:: Source excerpt ::

West’s Commercial Real Estate Market Slipping, FDIC Says : Economy: Within California, the conditions are mixed. The weakness could be menacing for banks, which on average have 33% of their assets in such loans.
WASHINGTON — The commercial real estate market is worsening in California and other Western states, an ominous development that ultimately could threaten the health of the region’s banks, according to a Federal Deposit Insurance Corp. survey issued Tuesday.
Within the state, conditions are mixed, the survey showed. The market is weak in Southern California, with rising office vacancy rates reported in Los Angeles, San Diego and Ventura counties, offset by a slightly declining rate in Orange County. In the north, vacancy rates are improving in Sacramento, San Francisco and San Jose.
A serious real estate slump could be particularly menacing for Western banks, which on average have 33% of their assets in real estate loans, far above the national average of 25%. The banks have far fewer delinquent loans than the troubled institutions in New England, but that could change abruptly if California’s commercial real estate problems worsen.
Although the situation is worsening in the West, its commercial real estate market is in far better shape than in New England and Texas. Besides California, the Western region includes Arizona, Colorado, Hawaii, Alaska, Idaho, Montana, Nevada, Oregon, Utah, Wyoming and Washington.
“They don’t at this point indicate the same problems as the Southwest and Northeast,” FDIC Chairman L. William Seidman said at a Washington news conference.
The outlook for residential real estate is much more encouraging, according to the FDIC report, with experts in all regions, including the West, reporting improved conditions.

:::

▶ _Written task 1_
Rewrite the listing from its first line through the line containing "(1232, 220)", requests included, adding 78 to every number in the answer coordinates. Leave the pictures out.

:: Data for processing ::

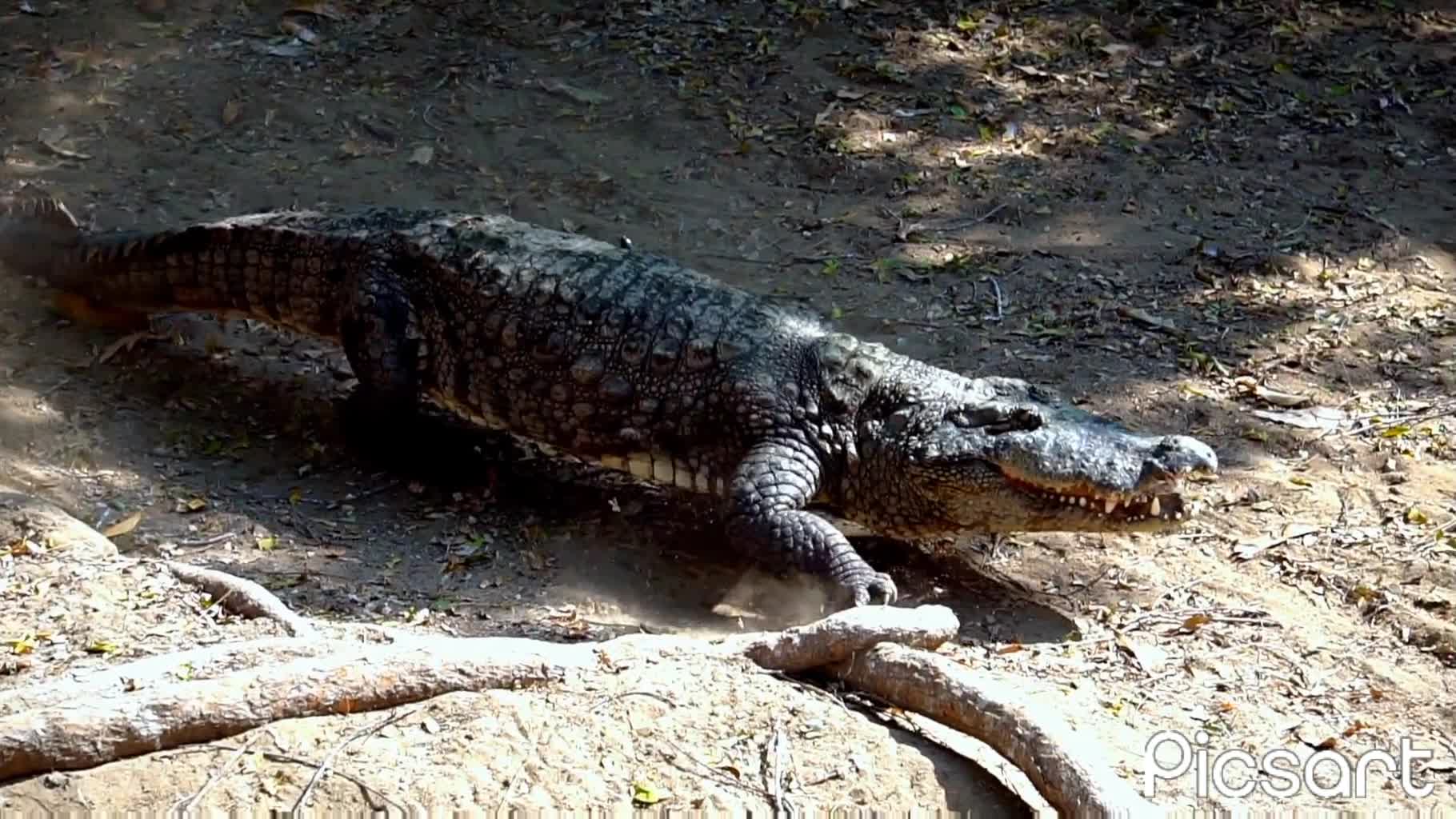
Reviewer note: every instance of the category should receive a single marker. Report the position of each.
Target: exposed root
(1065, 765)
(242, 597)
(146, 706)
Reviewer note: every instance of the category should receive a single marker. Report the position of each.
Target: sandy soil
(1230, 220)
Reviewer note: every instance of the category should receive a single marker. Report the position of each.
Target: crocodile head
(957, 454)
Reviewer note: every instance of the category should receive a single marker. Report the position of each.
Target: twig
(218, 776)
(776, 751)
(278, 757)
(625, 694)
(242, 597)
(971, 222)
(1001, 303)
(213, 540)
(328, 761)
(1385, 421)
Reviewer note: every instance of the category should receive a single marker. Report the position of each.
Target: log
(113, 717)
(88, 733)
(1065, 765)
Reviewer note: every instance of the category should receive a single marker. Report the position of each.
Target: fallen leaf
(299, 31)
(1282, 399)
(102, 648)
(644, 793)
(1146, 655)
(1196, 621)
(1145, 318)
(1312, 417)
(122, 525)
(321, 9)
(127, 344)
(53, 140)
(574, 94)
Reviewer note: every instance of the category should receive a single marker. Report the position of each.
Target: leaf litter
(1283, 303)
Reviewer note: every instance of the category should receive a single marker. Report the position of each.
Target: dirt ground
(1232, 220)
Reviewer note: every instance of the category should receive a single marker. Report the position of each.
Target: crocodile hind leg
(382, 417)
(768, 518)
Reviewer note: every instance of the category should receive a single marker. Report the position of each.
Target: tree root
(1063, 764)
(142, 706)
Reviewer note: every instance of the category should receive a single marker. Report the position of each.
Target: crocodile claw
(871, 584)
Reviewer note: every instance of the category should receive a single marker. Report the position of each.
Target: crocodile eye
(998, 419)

:::

▶ _Written task 2_
Decide whether each statement agrees with the FDIC article, answering yes or no and quoting the deciding words: (a) Western banks hold a larger share of their assets in real estate loans than the national average. (b) Office vacancy rates are rising in Orange County. (c) The residential real estate outlook is worse than the commercial one.

▶ _Exercise output 1_
Reviewer note: every instance of the category should receive a single marker. Report the position of each.
Target: exposed root
(1143, 843)
(320, 675)
(224, 784)
Reviewer note: every instance of the category should receive a single marker. Report the position of each.
Target: sandy soil
(1308, 298)
Reviewer note: every instance of the category should receive a single marker. Report the position of each.
Target: crocodile head
(1035, 532)
Reviewer note: every instance of the category should receive a single marker. Report the position of each.
Target: twig
(296, 854)
(854, 829)
(356, 835)
(703, 772)
(320, 675)
(1049, 300)
(1079, 381)
(291, 618)
(406, 839)
(1463, 499)
Reviewer note: every instance of the category should receive a single marker. Report the position of each.
Target: log
(191, 795)
(166, 811)
(1143, 843)
Reviewer note: every instance of the category should receive a single marker. Report the position of each.
Target: fallen leaf
(377, 109)
(1360, 477)
(180, 726)
(722, 871)
(1224, 733)
(1274, 699)
(1223, 396)
(1390, 495)
(200, 603)
(399, 87)
(205, 422)
(131, 218)
(652, 172)
Reviewer note: every instance of the category should receive a single marker. Report the position of each.
Target: leaf litter
(1361, 381)
Reviewer note: every instance of the category should receive a single marker. Report the position of each.
Target: dirt ground
(1310, 298)

▶ _Exercise output 2_
(a) Yes: "which on average have 33% of their assets in real estate loans, far above the national average of 25%"
(b) No: "offset by a slightly declining rate in Orange County"
(c) No: "The outlook for residential real estate is much more encouraging"